• _WRITTEN INSTRUCTION 1_:
Answer these questions about the Naive Bayes excerpt.
(a) What AUC value is printed for the first set of predictions?
(b) Which Python library does the excerpt say contains implementations of all the common machine learning algorithms?
(c) Which algorithm does the excerpt say a linear SVM is a bit slower than?
• _WRITTEN INSTRUCTION 2_: In the Naive Bayes excerpt, how does the passage starting with "There are a" and going on through "machine learning algorithms." read if you change "unigrams" to "single words"?

Now that we know the predictions, we'll compute error using the area under the ROC curve. This will tell us how "good" the model is; closer to 1 means that the model is better.

Computing error is a very important measure of whether your model is "good," and when it's getting better or worse.

In [5]:
actual = [int(r[1]) for r in test]

from sklearn import metrics

# Generate the ROC curve using scikits-learn
fpr, tpr, thresholds = metrics.roc_curve(actual, predictions, pos_label=1)

# Measure the area under the curve
# The closer to 1 it is, the "better" the predictions
print("AUC of the predictions: {0}".format(metrics.auc(fpr, tpr)))

AUC of the predictions: 0.680701754385965


# A Faster Way to Make Predictions

There are a lot of extensions we could add to this algorithm to make it perform better. We could look at n-grams instead of unigrams, for example. We could also remove punctuation and other non-characters. We could remove stop words, or perform stemming or lemmatization.

Also an easier way to use Naive Bayes is to use the implementation in scikit-learn. Scikit-learn is a Python machine learning library that contains implementations of all the common machine learning algorithms.

In [39]:
from sklearn.naive_bayes import MultinomialNB
from sklearn.feature_extraction.text import CountVectorizer
from sklearn import metrics

# Generate counts from text using a vectorizer  
# We can choose from other available vectorizers, and set many different options
# This code performs our step of computing word counts
vectorizer = CountVectorizer(stop_words='english', max_df=.05)
train_features = vectorizer.fit_transform([r[0] for r in reviews])
test_features = vectorizer.transform([r[0] for r in test])

# Fit a Naive Bayes model to the training data
# This will train the model using the word counts we computed and the existing classifications in the training set
nb = MultinomialNB()
nb.fit(train_features, [int(r[1]) for r in reviews])

# Now we can use the model to predict classifications for our test features
predictions = nb.predict(test_features)

# Evaluation of the performance on the test set

In [29]:
# Compute the error using auc
fpr, tpr, thresholds = metrics.roc_curve(actual, predictions, pos_label=1)

# Measure the area under the curve
# The closer to 1 it is, the "better" the predictions
print("AUC of the predictions: {0}".format(metrics.auc(fpr, tpr)))

AUC of the predictions: 0.635500515995872


In [37]:
#using mean
import numpy as np
target_review = [int(r[1]) for r in test]
np.mean(predictions == target_review)

0.63451776649746194

# Using SVM

Let’s see if we can do better with a linear support vector machine (SVM), which is widely regarded as one of the best text classification algorithms (although it’s also a bit slower than naïve Bayes). 

In [36]:
from sklearn.svm import SVC

svc = SVC()
svc.fit(train_features, [int(r[1]) for r in reviews])
predictions = nb.predict(test_features)
np.mean(predictions == target_review)

0.63451776649746194

Point labels for objects
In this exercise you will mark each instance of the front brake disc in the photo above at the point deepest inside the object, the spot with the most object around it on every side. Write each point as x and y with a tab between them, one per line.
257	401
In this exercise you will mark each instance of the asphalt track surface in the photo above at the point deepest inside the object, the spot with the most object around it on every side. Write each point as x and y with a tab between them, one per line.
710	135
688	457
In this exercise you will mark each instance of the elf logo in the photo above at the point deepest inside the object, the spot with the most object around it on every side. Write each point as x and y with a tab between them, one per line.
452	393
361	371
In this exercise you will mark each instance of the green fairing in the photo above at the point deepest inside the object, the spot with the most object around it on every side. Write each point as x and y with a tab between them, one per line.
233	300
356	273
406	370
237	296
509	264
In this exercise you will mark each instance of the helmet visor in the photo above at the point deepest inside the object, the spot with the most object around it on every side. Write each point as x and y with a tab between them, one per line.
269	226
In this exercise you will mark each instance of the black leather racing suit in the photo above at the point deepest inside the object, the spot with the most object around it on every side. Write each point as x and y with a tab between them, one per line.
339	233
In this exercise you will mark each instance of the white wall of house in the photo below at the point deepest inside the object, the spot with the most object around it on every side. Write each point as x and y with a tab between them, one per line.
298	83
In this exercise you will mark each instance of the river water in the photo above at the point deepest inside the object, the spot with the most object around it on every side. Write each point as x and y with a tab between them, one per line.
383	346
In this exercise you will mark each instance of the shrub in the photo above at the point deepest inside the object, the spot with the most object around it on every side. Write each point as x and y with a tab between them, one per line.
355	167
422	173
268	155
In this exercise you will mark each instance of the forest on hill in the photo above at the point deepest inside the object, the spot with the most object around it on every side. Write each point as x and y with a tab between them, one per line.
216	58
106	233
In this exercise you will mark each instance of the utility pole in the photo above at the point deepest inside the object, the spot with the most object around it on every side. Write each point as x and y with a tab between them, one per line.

• _SOLUTION 1_:
(a) 0.680701754385965
(b) Scikit-learn
(c) Naïve Bayes

• _SOLUTION 2_:
There are a lot of extensions we could add to this algorithm to make it perform better. We could look at n-grams instead of single words, for example. We could also remove punctuation and other non-characters. We could remove stop words, or perform stemming or lemmatization.

Also an easier way to use Naive Bayes is to use the implementation in scikit-learn. Scikit-learn is a Python machine learning library that contains implementations of all the common machine learning algorithms.